• **Goal of the exercise**
Can you turn every line of the material below into a Markdown table with the columns Row and Line, numbering each row and skipping blank lines? Leave the pictures out of the table.

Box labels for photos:
■ ■ ■ ■ ■

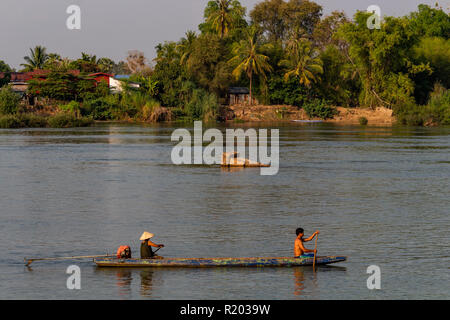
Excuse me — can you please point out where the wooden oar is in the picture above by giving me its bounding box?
[23,255,115,267]
[313,235,319,271]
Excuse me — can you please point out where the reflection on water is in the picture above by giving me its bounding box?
[0,123,450,299]
[116,269,133,295]
[139,269,153,297]
[294,267,305,297]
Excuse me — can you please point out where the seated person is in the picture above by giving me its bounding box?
[294,228,320,258]
[139,231,164,259]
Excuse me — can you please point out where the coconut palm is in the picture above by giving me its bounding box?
[21,46,48,71]
[177,30,197,65]
[205,0,245,38]
[279,39,323,87]
[229,28,272,103]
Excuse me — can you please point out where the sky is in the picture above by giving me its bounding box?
[0,0,450,69]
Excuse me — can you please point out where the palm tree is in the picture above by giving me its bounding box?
[205,0,245,38]
[229,28,272,104]
[21,46,49,71]
[279,40,323,87]
[177,30,197,65]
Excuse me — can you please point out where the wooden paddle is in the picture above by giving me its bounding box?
[23,255,115,267]
[313,234,319,271]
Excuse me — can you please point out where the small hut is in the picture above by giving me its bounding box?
[228,87,258,106]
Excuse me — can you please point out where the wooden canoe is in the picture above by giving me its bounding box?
[94,256,347,268]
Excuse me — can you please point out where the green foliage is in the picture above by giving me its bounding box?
[81,95,120,120]
[302,99,339,120]
[268,75,311,107]
[250,0,322,42]
[0,60,12,88]
[358,117,369,126]
[409,4,450,39]
[186,89,219,120]
[229,28,272,100]
[59,101,81,118]
[412,37,450,104]
[0,87,20,115]
[0,113,93,129]
[394,85,450,126]
[48,113,93,128]
[317,45,361,107]
[199,0,247,38]
[21,46,49,71]
[0,114,22,129]
[279,40,323,87]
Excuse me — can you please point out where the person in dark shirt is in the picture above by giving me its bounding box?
[139,231,164,259]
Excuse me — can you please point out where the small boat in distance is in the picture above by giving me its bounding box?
[94,256,347,268]
[221,152,270,168]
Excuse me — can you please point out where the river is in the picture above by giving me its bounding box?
[0,123,450,299]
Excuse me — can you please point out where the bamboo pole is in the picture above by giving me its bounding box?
[313,235,319,271]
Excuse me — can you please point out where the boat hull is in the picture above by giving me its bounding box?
[94,256,347,268]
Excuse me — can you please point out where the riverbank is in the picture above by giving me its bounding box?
[227,105,396,126]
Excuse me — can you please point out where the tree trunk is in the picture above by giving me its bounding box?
[250,72,253,105]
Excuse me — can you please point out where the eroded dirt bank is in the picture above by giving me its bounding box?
[224,105,395,125]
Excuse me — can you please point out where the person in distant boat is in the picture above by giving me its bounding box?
[294,228,320,258]
[139,231,164,259]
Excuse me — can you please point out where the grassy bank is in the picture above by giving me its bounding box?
[0,113,94,129]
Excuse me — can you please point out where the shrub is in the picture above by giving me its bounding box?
[18,113,48,128]
[0,87,20,114]
[48,113,93,128]
[59,100,81,118]
[302,99,339,120]
[394,84,450,126]
[358,117,369,126]
[186,89,219,120]
[0,115,21,129]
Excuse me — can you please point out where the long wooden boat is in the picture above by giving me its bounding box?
[94,256,347,268]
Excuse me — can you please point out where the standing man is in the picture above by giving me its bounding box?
[294,228,320,258]
[139,231,164,259]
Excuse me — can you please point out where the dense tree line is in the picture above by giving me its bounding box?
[0,0,450,124]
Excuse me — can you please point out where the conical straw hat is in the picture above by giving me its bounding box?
[139,231,155,241]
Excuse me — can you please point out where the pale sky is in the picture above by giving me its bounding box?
[0,0,450,68]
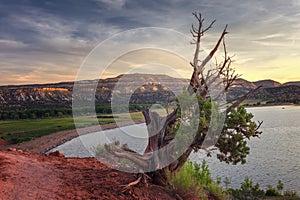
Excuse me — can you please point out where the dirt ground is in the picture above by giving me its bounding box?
[0,150,175,200]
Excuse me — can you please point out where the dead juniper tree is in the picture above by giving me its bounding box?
[105,13,261,188]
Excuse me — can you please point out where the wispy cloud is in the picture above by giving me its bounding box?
[0,0,300,85]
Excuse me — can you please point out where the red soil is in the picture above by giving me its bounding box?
[0,150,175,200]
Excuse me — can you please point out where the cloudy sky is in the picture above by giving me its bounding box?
[0,0,300,85]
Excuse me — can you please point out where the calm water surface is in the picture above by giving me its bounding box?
[53,106,300,194]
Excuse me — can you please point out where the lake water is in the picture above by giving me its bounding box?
[53,106,300,194]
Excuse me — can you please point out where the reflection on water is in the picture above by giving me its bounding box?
[54,106,300,193]
[191,106,300,193]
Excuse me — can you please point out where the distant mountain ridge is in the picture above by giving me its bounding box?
[0,74,300,110]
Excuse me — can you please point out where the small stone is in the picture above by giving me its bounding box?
[49,151,65,157]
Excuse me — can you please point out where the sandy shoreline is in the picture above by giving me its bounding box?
[0,120,144,153]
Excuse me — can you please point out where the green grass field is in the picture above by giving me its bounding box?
[0,112,143,144]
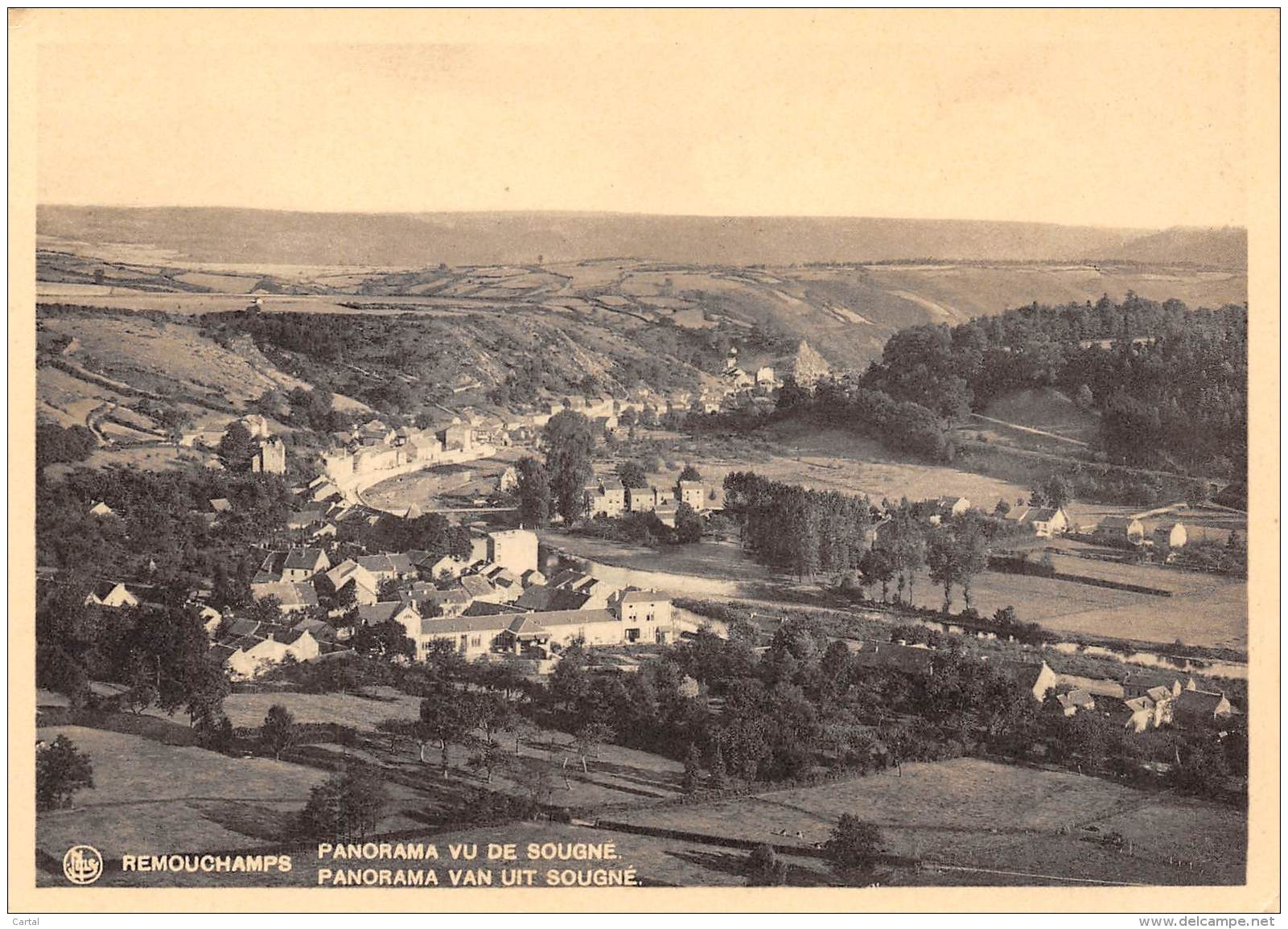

■ ■ ■ ■ ■

• **Solved problem**
| Row | Line |
|---|---|
| 1 | Excuse me — can you please point out where the wooden oar is in the picture above by giving me its bounding box? |
| 2 | [23,255,115,267] |
| 3 | [313,235,319,271] |
| 4 | Excuse me — can you please point out where the reflection on water is in the picture above by giving me its bounding box? |
| 5 | [0,123,450,299] |
| 6 | [116,269,133,295] |
| 7 | [139,269,153,297] |
| 8 | [294,267,305,297] |
| 9 | Excuse me — can you please point out where the seated person is in the picture above by giving me its bounding box? |
| 10 | [294,228,320,258] |
| 11 | [139,231,164,259] |
| 12 | Excuse me — can you please point out where the coconut palm is in the picture above by giving me its bounding box? |
| 13 | [21,46,48,71] |
| 14 | [177,30,197,65] |
| 15 | [205,0,245,38] |
| 16 | [279,39,323,87] |
| 17 | [229,28,272,103] |
| 18 | Excuse me — can you please point out where the sky is in the picture above by giving me its bounding box? |
| 19 | [0,0,450,69] |
| 20 | Excuse me — can you please point out where the palm tree is in the picture above by giving me its bounding box? |
| 21 | [205,0,245,38] |
| 22 | [229,28,272,104] |
| 23 | [21,46,49,71] |
| 24 | [279,40,323,87] |
| 25 | [177,30,197,65] |
| 26 | Excuse me — can you please point out where the wooden paddle is in the picture above by giving me its bounding box? |
| 27 | [23,255,115,267] |
| 28 | [313,234,319,271] |
| 29 | Excuse me — can you please point out where the small hut is in the picture above by giving me its bounding box? |
| 30 | [228,87,258,106] |
| 31 | Excuse me — can you please point out where the wooden canoe is in the picture above by giving me its bounding box? |
| 32 | [94,256,347,268] |
| 33 | Excuse me — can you please point out where the green foliage is in the picture above by giving me its bounding box? |
| 34 | [81,95,120,120] |
| 35 | [302,99,339,120] |
| 36 | [268,75,311,107] |
| 37 | [250,0,322,42] |
| 38 | [0,60,12,88] |
| 39 | [358,117,369,126] |
| 40 | [409,4,450,39] |
| 41 | [186,89,219,120] |
| 42 | [229,28,272,100] |
| 43 | [59,101,81,118] |
| 44 | [412,37,450,104] |
| 45 | [0,87,20,115] |
| 46 | [0,113,93,129] |
| 47 | [394,85,450,126] |
| 48 | [48,113,93,128] |
| 49 | [317,45,361,107] |
| 50 | [199,0,247,38] |
| 51 | [21,46,49,71] |
| 52 | [0,114,22,129] |
| 53 | [279,40,323,87] |
| 54 | Excuse me — can you please point out where the person in dark shirt is in the picture above by giving me its bounding box? |
| 55 | [139,231,164,259] |
| 56 | Excuse me — can you please point out where the small boat in distance is in the picture above by giving me its bounding box? |
| 57 | [94,256,347,268] |
| 58 | [221,152,270,168] |
| 59 | Excuse me — can you please point out where the river is in the picture above by giving me its bounding box? |
| 60 | [0,123,450,299] |
| 61 | Excuse me — can you please point out where the bamboo pole is in the picture above by giving me its bounding box? |
| 62 | [313,235,319,271] |
| 63 | Excuse me — can you please point out where the boat hull is in the picture above by giving me its bounding box? |
| 64 | [94,256,347,268] |
| 65 | Excuse me — can you please point out where the riverbank is in the picture above by giving me its bounding box? |
| 66 | [227,105,396,126] |
| 67 | Excuse me — can you please point out where the tree trunk is in the picture above by giving me its bounding box? |
| 68 | [250,72,253,105] |
| 69 | Excuse me — can you please point out where the eroded dirt bank is in the picture above by giving me its bounding box? |
| 70 | [224,105,395,125] |
| 71 | Excuse me — can you please point out where the person in distant boat is in the picture above by giving me its bounding box? |
| 72 | [294,228,320,258] |
| 73 | [139,231,164,259] |
| 74 | Excuse me — can you please point out where the grassy bank is in the picture above by giving me its bounding box? |
| 75 | [0,113,94,129] |
| 76 | Excuse me — can you please point out where the shrub is in the picture above by giving me its bounding box? |
| 77 | [18,113,48,128] |
| 78 | [0,87,20,114] |
| 79 | [48,113,93,128] |
| 80 | [59,100,81,118] |
| 81 | [302,99,339,120] |
| 82 | [394,84,450,126] |
| 83 | [358,117,369,126] |
| 84 | [186,89,219,120] |
| 85 | [0,115,21,129] |
| 86 | Excuse me — can you please point out where the long wooden boat is in the picture above by giving me its bounding box? |
| 87 | [94,256,347,268] |
| 88 | Excuse me — can you please point out where the standing man is in the picture above by giving me its bounding box? |
| 89 | [294,228,320,258] |
| 90 | [139,231,164,259] |
| 91 | Excuse me — can you please point out where the dense tree line is in the picture above by giving me its bounding box? |
| 92 | [0,0,450,124] |
| 93 | Excuse me — can you please point out where the conical straw hat is in the picture above by giving me its bounding box? |
| 94 | [139,231,155,241] |
| 95 | Excuse me — can you please point out where the pale sky is in the picture above by giving me its bounding box? |
| 96 | [0,0,450,68] |
| 97 | Excuse me — can you please point out where the dirt ground is in the picture above by giving me its bounding box? |
| 98 | [0,150,175,200] |
| 99 | Excuse me — can you please point out where the dead juniper tree is in the picture above by giving me its bounding box? |
| 100 | [105,13,261,188] |
| 101 | Excuse me — can you please point out where the wispy cloud is in the picture above by giving me its bounding box? |
| 102 | [0,0,300,85] |
| 103 | Excuse me — can you please point out where the red soil is in the picture above by giving me its bounding box? |
| 104 | [0,150,175,200] |
| 105 | Excuse me — can you please point out where the cloudy sky is in the picture above by giving me its bounding box? |
| 106 | [0,0,300,85] |
| 107 | Excuse me — can you please point out where the calm water surface is in the picture above by giving me its bounding box? |
| 108 | [53,106,300,194] |
| 109 | Excuse me — can you please point out where the lake water is in the picture above by giving me its bounding box? |
| 110 | [53,106,300,194] |
| 111 | Excuse me — can you please point out where the reflection on water is in the picture above by giving me its bounding box? |
| 112 | [54,106,300,193] |
| 113 | [191,106,300,193] |
| 114 | Excuse me — can you please point out where the distant mountain ridge is in the picture above by giving me its bounding box? |
| 115 | [0,74,300,110] |
| 116 | Excuse me — can you please point out where the small stone is in the picture above by giving me its bounding box? |
| 117 | [49,151,65,157] |
| 118 | Excuse me — can you please point out where the sandy shoreline is in the picture above by giving me its bounding box? |
| 119 | [0,120,144,153] |
| 120 | Excuse me — can you please point out where the green grass field is in the picture above by giving me its bounding box? |
| 121 | [0,112,143,144] |